Requirement
Show every line of the records below that contains the word "mouth", copying each such line in full.
##### Records provided #####
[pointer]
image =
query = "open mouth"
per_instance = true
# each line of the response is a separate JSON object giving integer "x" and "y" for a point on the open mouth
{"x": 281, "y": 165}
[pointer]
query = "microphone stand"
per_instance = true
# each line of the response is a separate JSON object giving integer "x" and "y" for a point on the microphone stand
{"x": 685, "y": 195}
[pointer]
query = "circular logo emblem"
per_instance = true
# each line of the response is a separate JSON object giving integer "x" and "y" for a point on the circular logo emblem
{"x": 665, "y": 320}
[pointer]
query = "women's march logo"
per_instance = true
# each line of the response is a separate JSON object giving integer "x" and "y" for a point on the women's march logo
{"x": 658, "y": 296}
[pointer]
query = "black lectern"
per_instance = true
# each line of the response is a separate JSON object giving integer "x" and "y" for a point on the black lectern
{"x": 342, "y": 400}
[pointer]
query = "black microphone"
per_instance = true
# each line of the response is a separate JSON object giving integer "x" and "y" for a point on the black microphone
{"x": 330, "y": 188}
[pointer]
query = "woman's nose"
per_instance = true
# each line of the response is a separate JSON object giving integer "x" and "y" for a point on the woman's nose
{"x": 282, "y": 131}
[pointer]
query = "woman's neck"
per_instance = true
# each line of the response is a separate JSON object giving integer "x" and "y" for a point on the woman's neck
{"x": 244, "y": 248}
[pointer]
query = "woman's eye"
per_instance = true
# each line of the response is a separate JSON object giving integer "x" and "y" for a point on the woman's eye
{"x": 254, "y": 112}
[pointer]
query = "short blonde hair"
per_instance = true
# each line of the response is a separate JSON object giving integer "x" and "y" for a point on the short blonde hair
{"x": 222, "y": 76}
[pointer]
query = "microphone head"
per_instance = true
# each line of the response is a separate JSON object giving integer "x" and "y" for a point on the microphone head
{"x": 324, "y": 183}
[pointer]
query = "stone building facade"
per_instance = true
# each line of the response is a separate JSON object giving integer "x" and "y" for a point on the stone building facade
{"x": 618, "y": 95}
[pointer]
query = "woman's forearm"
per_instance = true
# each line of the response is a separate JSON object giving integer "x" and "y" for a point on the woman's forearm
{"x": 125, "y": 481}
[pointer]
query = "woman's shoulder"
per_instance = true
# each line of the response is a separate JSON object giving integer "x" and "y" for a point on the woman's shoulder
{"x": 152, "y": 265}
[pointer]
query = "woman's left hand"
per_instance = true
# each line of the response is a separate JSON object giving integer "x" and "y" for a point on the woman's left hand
#####
Completed task
query = "open mouth"
# each line of the response is a separate JSON object giving integer "x" and "y" for a point on the open mouth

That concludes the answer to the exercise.